Your goal:
Put every line below into a JSON list of strings, one string for each line, and leave out any blank lines.

··········

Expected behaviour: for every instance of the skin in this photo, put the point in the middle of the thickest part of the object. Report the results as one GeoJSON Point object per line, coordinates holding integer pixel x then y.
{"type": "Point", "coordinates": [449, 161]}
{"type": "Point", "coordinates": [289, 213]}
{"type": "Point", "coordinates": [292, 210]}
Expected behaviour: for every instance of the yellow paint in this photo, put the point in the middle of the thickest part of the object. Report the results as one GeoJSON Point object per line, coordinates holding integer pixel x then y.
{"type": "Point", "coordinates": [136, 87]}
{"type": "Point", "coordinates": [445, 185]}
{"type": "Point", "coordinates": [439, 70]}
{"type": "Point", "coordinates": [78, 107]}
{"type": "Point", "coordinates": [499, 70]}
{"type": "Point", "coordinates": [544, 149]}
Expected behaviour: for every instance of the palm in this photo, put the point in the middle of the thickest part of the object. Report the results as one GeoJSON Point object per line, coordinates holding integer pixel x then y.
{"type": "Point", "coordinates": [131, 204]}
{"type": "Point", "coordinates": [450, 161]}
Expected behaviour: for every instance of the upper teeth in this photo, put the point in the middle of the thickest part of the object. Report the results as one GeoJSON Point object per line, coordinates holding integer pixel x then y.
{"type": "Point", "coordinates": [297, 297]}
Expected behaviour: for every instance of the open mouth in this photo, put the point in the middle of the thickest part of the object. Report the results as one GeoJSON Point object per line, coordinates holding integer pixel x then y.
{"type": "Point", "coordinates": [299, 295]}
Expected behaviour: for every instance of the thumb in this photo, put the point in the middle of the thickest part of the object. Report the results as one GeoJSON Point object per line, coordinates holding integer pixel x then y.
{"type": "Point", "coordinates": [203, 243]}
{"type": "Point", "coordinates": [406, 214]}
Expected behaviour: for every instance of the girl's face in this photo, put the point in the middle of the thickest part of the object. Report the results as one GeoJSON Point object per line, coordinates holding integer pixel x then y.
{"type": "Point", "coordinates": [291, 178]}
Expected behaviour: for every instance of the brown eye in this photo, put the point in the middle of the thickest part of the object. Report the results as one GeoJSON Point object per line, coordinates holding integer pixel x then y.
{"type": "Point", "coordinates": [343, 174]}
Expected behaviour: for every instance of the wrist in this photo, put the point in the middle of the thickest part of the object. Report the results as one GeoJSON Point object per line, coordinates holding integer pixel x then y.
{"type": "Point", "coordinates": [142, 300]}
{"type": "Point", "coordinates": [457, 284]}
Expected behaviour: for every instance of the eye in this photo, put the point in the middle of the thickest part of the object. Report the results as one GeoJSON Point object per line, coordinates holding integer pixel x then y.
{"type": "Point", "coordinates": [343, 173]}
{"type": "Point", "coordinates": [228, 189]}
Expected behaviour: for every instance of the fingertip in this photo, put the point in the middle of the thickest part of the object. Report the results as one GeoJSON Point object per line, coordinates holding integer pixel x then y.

··········

Response to the task:
[
  "Expected behaviour: for every instance of the skin in this photo, put the point in the middle of the thickest part of the object. Report the results as one GeoJSON Point object per line, coordinates holding integer pixel x then y.",
  "{\"type\": \"Point\", \"coordinates\": [449, 161]}",
  "{\"type\": \"Point\", \"coordinates\": [289, 213]}",
  "{\"type\": \"Point\", \"coordinates\": [292, 210]}",
  "Expected behaviour: for every instance of the yellow paint in this photo, put the point in the middle of the thickest part of the object. Report the results as one GeoJSON Point object per line, coordinates holding integer pixel x then y.",
  "{\"type\": \"Point\", \"coordinates\": [136, 87]}",
  "{\"type\": \"Point\", \"coordinates\": [445, 185]}",
  "{\"type\": \"Point\", \"coordinates\": [439, 70]}",
  "{\"type\": \"Point\", \"coordinates\": [78, 107]}",
  "{\"type\": \"Point\", \"coordinates\": [499, 70]}",
  "{\"type\": \"Point\", \"coordinates\": [544, 149]}",
  "Expected behaviour: for every instance of the palm in this photo, put the point in the middle of the thickest part of the object. Report the results as one GeoJSON Point object per line, coordinates holding integer pixel x then y.",
  "{\"type\": \"Point\", \"coordinates\": [131, 204]}",
  "{\"type\": \"Point\", \"coordinates\": [450, 161]}",
  "Expected behaviour: for every instance of the upper teeth in this photo, put the point in the middle of the thickest part of the object. Report the results as one GeoJSON Point object per line, coordinates holding integer pixel x then y.",
  "{\"type\": \"Point\", \"coordinates\": [297, 297]}",
  "Expected behaviour: for every instance of the open mouth in this photo, put the point in the middle of the thickest part of the object. Report the results as one GeoJSON Point object per line, coordinates holding integer pixel x then y.",
  "{\"type\": \"Point\", \"coordinates\": [299, 295]}",
  "Expected behaviour: for every instance of the thumb in this photo, put the point in the middle of the thickest part of the object. Report the results as one GeoJSON Point object per line, coordinates holding integer pixel x then y.",
  "{\"type\": \"Point\", \"coordinates\": [203, 243]}",
  "{\"type\": \"Point\", \"coordinates\": [406, 214]}",
  "Expected behaviour: for every instance of the girl's face in this photo, put the point in the middle of the thickest part of the object. Report the results as one GeoJSON Point object per line, coordinates holding integer pixel x then y.",
  "{\"type\": \"Point\", \"coordinates\": [291, 178]}",
  "Expected behaviour: for every instance of the brown eye in this photo, put the point in the middle of the thickest part of the object. Report the results as one GeoJSON Point object per line, coordinates holding integer pixel x then y.",
  "{\"type\": \"Point\", \"coordinates\": [343, 174]}",
  "Expected behaviour: for every instance of the wrist in this photo, put the point in the middle of the thickest part of the object. Report the results as one GeoJSON Point object per line, coordinates holding integer pixel x then y.",
  "{\"type\": \"Point\", \"coordinates\": [142, 300]}",
  "{\"type\": \"Point\", \"coordinates\": [457, 284]}",
  "Expected behaviour: for every instance of the eye in this photo, put the point in the middle of the thickest part of the object. Report the results as one GeoJSON Point object per line, coordinates holding integer pixel x then y.",
  "{\"type\": \"Point\", \"coordinates\": [343, 173]}",
  "{\"type\": \"Point\", \"coordinates\": [228, 189]}",
  "Expected behaviour: for every instance of the fingertip in this photo, put the point in the middle of the thickest part of the object. Report the results as one GeoJSON Point object per line, coordinates holding integer pixel x then y."
]